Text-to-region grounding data
+-------+

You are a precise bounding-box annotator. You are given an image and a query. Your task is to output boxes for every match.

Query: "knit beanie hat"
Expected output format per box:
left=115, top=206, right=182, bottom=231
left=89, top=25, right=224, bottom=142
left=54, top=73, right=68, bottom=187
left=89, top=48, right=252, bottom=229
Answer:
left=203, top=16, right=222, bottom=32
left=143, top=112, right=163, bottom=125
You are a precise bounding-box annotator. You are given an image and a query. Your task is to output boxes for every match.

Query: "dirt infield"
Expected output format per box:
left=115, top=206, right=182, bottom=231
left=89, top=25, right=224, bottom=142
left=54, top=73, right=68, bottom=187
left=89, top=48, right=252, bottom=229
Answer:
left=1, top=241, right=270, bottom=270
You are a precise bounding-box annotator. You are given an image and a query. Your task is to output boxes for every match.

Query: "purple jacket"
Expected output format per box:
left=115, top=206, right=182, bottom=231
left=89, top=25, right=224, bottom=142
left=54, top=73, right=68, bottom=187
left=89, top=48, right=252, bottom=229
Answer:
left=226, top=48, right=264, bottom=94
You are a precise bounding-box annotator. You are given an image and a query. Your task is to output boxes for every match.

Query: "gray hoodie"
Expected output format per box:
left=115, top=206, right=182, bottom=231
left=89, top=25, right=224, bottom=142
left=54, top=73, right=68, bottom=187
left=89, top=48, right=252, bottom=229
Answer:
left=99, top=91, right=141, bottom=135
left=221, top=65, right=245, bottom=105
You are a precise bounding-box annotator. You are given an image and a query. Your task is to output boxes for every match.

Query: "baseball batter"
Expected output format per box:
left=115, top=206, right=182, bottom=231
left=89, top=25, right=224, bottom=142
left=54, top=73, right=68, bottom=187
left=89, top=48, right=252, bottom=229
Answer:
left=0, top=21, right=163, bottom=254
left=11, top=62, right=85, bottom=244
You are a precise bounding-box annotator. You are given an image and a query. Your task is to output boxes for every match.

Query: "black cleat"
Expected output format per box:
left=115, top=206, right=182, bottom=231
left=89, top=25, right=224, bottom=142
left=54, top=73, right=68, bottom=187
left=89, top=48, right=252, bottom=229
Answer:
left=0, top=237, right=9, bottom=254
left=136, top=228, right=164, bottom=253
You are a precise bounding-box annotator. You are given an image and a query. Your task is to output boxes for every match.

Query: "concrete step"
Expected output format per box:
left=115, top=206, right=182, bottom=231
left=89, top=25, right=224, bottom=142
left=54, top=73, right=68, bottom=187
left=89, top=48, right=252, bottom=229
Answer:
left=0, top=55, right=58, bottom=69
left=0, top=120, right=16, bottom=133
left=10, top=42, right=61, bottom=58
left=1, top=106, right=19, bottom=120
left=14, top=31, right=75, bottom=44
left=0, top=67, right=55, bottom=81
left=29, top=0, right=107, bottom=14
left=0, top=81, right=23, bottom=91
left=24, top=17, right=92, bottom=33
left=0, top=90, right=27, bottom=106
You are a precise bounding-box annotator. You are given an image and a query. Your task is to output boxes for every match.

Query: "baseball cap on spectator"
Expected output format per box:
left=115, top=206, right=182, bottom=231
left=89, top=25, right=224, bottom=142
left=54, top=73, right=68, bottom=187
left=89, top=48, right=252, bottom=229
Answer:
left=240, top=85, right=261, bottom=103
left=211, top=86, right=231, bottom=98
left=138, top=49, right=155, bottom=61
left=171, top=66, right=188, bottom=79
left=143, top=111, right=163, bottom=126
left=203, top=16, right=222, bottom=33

+-------+

Exercise description »
Filter the entries above down to the lines that contain the word "baseball".

Solution for this exercise »
Query: "baseball batter"
Query: "baseball cap on spectator"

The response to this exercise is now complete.